- 本文

•••

概念化と同様、僕たちの認識プロセスには意思形成という心のはたらきがあります。そこでは経験や知識によって形成された価値観、倫理観に基づいてものごとを解釈していきます。

しかし時として、個人や個性に対して誤った解釈をしてしまう場合があります。
事実と異なった解釈に基づく行為は、

今年7月下旬に相模原市の知的障がい者施設で起こった連続殺人事件における、加害者のコメントを見ていると、被害者を含む入所者全員を「知的障がい者」の枠組みで捉え、加えて彼らを社会悪だと一律解釈しているように感じました。

こと人間においては「1を聞いて10を知る」というのはあり得ません。自ら作り出した解釈にしばられず、個人の特徴の違いをただの違いとして認識し、そこに主観的な善悪(解釈)を伴わせないよう意識的でいることが僕たちには求められます。

2. 異なる価値観の尊重

もう1つ、個人を尊重する際に大切なことは期待を強要しないということです。
人に期待をかけること自体は悪いとは思いませんが、自分が期待した結果を強要することは個人を尊重しているとは言い難いかと思います。

•••

個人の尊重についての本文を、最後の文のあとから書き継いでください。

- 画像をもとに位置を指し示すデータ
•••

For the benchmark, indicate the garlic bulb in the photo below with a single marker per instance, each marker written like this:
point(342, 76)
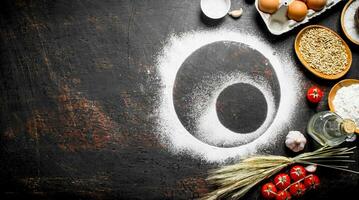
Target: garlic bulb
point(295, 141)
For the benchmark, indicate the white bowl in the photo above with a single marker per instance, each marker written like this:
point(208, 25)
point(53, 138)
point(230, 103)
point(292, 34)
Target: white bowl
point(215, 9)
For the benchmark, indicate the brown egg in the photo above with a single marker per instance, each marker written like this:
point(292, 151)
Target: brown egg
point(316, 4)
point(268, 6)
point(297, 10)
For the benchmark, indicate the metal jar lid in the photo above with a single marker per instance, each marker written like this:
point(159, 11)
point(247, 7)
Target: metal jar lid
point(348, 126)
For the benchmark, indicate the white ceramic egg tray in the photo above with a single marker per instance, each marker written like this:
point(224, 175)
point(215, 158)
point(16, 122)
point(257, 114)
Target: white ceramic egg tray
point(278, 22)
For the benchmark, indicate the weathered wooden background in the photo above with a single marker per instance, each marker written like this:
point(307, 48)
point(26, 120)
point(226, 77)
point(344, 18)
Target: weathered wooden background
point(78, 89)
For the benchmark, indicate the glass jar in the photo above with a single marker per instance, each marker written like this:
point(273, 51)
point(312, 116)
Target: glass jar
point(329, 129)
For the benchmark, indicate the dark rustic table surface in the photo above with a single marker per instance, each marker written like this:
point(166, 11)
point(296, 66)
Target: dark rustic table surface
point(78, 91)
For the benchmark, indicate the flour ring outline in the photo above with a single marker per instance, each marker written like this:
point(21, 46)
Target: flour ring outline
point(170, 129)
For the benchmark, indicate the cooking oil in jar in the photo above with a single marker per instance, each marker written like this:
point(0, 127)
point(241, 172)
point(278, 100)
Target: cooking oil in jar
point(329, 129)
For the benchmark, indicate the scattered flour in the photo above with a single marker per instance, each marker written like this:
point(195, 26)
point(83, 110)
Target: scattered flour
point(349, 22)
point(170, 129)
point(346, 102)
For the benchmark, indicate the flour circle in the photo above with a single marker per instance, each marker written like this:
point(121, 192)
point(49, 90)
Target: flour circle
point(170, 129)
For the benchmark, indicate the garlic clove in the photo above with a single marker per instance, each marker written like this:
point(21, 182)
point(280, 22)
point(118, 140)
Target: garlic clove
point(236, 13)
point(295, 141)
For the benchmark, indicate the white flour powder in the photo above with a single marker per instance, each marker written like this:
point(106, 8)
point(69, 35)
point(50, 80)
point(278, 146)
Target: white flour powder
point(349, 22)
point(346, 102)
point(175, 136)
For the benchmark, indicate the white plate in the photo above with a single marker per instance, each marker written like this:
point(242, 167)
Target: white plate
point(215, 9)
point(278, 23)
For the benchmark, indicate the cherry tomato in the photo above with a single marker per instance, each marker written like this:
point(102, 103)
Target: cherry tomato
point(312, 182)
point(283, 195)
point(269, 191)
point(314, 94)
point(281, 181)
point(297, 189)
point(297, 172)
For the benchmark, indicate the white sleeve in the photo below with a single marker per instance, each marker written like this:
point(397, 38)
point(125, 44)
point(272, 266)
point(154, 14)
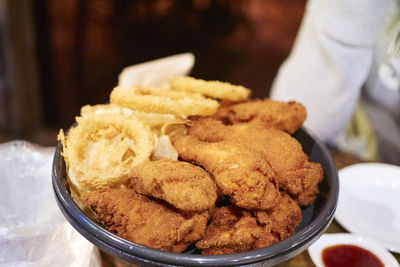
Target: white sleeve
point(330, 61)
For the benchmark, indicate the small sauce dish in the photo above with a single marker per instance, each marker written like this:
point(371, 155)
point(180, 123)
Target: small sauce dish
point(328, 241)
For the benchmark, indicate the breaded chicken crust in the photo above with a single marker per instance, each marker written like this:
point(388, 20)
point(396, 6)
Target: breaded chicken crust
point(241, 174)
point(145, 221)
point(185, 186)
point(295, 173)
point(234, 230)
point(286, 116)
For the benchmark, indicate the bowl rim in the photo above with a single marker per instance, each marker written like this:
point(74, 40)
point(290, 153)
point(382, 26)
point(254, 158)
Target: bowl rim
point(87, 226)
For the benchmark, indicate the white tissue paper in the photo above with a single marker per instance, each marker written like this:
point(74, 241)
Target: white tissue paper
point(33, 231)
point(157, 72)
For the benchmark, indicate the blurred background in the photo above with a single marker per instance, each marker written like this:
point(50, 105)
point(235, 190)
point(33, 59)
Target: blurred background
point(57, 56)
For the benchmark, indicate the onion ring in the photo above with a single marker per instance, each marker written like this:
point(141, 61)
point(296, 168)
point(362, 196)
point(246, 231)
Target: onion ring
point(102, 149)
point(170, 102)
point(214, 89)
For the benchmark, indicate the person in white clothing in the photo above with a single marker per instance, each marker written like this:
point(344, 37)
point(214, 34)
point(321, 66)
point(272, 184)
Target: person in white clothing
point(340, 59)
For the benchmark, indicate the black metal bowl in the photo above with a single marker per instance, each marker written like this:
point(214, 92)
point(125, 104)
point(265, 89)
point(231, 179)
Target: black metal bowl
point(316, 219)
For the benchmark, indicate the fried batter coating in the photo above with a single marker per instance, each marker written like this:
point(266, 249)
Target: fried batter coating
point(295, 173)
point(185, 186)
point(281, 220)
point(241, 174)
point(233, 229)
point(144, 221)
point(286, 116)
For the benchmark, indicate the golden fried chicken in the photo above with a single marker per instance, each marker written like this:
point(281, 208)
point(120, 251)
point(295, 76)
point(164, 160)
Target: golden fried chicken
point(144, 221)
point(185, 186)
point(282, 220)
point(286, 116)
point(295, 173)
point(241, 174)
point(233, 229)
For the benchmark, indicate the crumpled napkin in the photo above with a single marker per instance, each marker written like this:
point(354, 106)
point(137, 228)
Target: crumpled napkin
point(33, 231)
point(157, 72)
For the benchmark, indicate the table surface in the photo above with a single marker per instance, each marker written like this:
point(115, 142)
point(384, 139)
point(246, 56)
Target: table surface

•••

- 解答
みなさんも経験したことがあるかもしれませんが、よかれと思ってアドバイスしたにも関わらず、そのアドバイスを全く無視して相手からの返答が自分の期待にそぐわなかった場合ストレスを感じるでしょう。

自分も相手もそれぞれが個人の価値観に基づく行動をとっているわけですから、相手からの返答や結果が自分の期待にそぐわない可能性が大いにあることを認識しておかなければなりません。

==FYI==

概念化がもたらす問題について『ブラックジャックによろしく(第9巻)』が精神患者編で描いています。
「精神患者=危険性をはらむ存在だ」という誤った認識に苦しむ当事者の様子が鮮明に描かれています。kindleから無料で読めますので、ぜひどうぞ。